▸ WRITTEN TASK A: List every product the Barrier passage below says soapstock can be used in.
▸ WRITTEN TASK B: Echo the stretch of the Barrier passage below from "One gallon of" through "nine years ago.".
▸ WRITTEN TASK C: According to the Barrier passage below, soapstock from how many bushels of soybeans goes into one gallon of Barrier?

▸ TEXT:
[Start of section]

Farmers would also be using a farm product to solve a farm problem. Soapstock, a gummy, amber-colored material left over from soy oil refining, is less expensive than oil and can be used in such products as soap, lubricants, animal feed and road dust suppressant. Herzfeld says Agriliance is primarily using Minnesota product, including soapstock from the company’s oilseed processing and refining facility in Mankato, Minn.

One gallon of Barrier uses soapstock byproduct from 45 bushels of soybeans. “If only 10 percent of finishing barns (in Minnesota and Iowa) would use it, we’d need 60 million bushels to produce enough soapstock to make product,” says Mark Schoenfeld, product development specialist. Barrier consumes three times the soapstock of another soy-based product — Preference, a herbicide adjuvant developed by Cenex/Land O’Lakes and AURI nine years ago.

In fact, Preference accidentally led to Barrier’s development. Herzfeld and Gednalske noticed that mixing Preference with herbicide 2,4-D eliminated its smell. They received a patent on Preference as an herbicide odor-reducer in April 1997. To see if the product worked on hog odor, AURI helped Agriliance test it in swine facilities, which led to a new patent on the reformulated Preference, Clor 1, in June 1998.

Herzfeld and Gednalske have applied for a second patent on Barrier, which is being marketed through agribusiness retailers in Minnesota and Iowa.

Besides waste pits, the product is useful in manure spreading equipment to control odor during field application.

[End of section]

▸ DATA UNDER STUDY:
[Start of section]

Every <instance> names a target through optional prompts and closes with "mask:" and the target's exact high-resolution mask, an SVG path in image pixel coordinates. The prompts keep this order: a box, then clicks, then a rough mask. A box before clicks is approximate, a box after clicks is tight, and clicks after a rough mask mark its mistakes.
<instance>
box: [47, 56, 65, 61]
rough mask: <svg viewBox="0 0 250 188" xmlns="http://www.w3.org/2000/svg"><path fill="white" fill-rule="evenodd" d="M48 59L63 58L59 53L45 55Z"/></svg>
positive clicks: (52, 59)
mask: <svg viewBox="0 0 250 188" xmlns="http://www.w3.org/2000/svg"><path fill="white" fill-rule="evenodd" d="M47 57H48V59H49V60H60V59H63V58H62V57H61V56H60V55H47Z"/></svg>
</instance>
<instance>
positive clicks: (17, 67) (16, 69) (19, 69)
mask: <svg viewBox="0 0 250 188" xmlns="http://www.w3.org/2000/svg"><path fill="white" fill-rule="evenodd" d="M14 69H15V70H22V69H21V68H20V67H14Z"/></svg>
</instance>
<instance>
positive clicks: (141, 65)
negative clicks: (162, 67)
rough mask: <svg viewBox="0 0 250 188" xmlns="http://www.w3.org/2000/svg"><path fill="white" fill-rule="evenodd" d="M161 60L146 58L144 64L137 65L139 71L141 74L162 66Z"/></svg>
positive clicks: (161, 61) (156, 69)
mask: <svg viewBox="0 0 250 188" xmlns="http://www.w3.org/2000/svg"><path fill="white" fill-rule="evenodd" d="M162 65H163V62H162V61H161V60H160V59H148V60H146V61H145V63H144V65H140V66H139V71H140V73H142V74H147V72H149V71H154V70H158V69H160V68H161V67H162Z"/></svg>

[End of section]

▸ ANSWER AREA A: Soap, lubricants, animal feed, and road dust suppressant.

▸ ANSWER AREA B:
One gallon of Barrier uses soapstock byproduct from 45 bushels of soybeans. “If only 10 percent of finishing barns (in Minnesota and Iowa) would use it, we’d need 60 million bushels to produce enough soapstock to make product,” says Mark Schoenfeld, product development specialist. Barrier consumes three times the soapstock of another soy-based product — Preference, a herbicide adjuvant developed by Cenex/Land O’Lakes and AURI nine years ago.

▸ ANSWER AREA C: 45 bushels.